** SELECTED PASSAGE follows **

Tab dropped her keys on her side table as she walked in the door, kicking off her shoes to let her aching feet breathe. She’d worked a 16-hour shift because two nurses had called off to take care of their own sick kids; she was short an aide down 100-hall, their Alzheimer’s ward; and State was set to come in within the next three-week window.
She was exhausted.
The problem? As the Staffing Nurse, she’d have to keep working like this for the foreseeable future if they couldn’t get more nurses hired (and keep their current ones). Retention was low, hiring was stagnant, and Tab didn’t know how many more shifts she could cover.
What could she do? How long could they run this way? Should she hire three LPNs or two RNs? She couldn’t afford three RNs to cover the shifts she needed, but they were more experienced with geriatric care than the new—albeit cheaper—LPNs who could cover the schedule quickly. Would all the overtime put her own job in jeopardy soon?
As the Staffing Nurse, patient care depended on her. As a single mom, her kids depended on her. She had to figure this out.
The Staffing Problem
Unfortunately, Tab’s story is a familiar one in the healthcare industry. It’s a two-pronged problem: retaining current employees and attracting new talent in a field where burnout, pressure, traumatic work environments, and expensive skillsets are the standard. The American Hospital Association called this workforce shortage that hospitals are currently suffering through a “national emergency.”
How did we get here?
- An aging population has led to more people needing care than ever before, which puts more strain on hospitals and long-term care services (LTCs)
- Not enough nursing faculty to teach new nursing students because the low pay makes it difficult to attract qualified professors
- Burnout is built into this demanding field and creates high turnover
- COVID is now a new reason for staffing problems where many healthcare workers suffered workplace injuries during the pandemic and after, thinning the workforce while also sending employee burnout and employee grief levels to dangerous new heights
Start attracting and retaining top talent
Find out what really matters with our employee satisfaction survey template!
The Laws of Attraction and Retention?
While seemingly separate, effective strategies can tackle the problems of healthcare employee retention and attraction together. Consider focusing on short-term and long-term goals.
Short-term strategies to attract employees and improve retention:
- Better pay – it’s a common refrain, but it’s important to offer pay that matches the demand in the healthcare industry.
- Sign-on bonus – can attract more applicants to a posting at competitive pay.
- Job satisfaction – helps improve retention because satisfied and engaged employees are less likely to churn. And in terms of attracting candidates, happy employees can be ambassadors for their employer and invite others to join the company.

** End of SELECTED PASSAGE **

YOUR OBJECTIVE ::
Type out the nurse staffing passage word for word, from "While seemingly separate, effective" up to and including "at competitive pay.".

** EXTRACTED RECORDS follows **

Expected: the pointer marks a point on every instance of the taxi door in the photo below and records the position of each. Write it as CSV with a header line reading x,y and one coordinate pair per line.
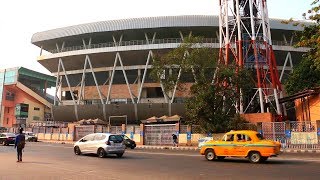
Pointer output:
x,y
224,147
241,145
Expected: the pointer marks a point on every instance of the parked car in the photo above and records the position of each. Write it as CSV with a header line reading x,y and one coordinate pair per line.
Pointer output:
x,y
245,143
30,136
101,144
201,141
128,142
3,129
7,138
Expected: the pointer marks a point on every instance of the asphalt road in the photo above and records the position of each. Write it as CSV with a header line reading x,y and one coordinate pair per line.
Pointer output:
x,y
57,161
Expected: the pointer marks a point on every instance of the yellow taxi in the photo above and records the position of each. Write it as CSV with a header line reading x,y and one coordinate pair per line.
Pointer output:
x,y
244,143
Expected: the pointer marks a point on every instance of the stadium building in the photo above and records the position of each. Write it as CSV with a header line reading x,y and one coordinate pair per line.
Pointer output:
x,y
103,68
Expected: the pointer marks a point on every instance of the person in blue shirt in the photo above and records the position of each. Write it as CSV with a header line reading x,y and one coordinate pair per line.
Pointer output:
x,y
19,144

** End of EXTRACTED RECORDS **

TASK ANSWER ::
While seemingly separate, effective strategies can tackle the problems of healthcare employee retention and attraction together. Consider focusing on short-term and long-term goals.
Short-term strategies to attract employees and improve retention:
- Better pay – it’s a common refrain, but it’s important to offer pay that matches the demand in the healthcare industry.
- Sign-on bonus – can attract more applicants to a posting at competitive pay.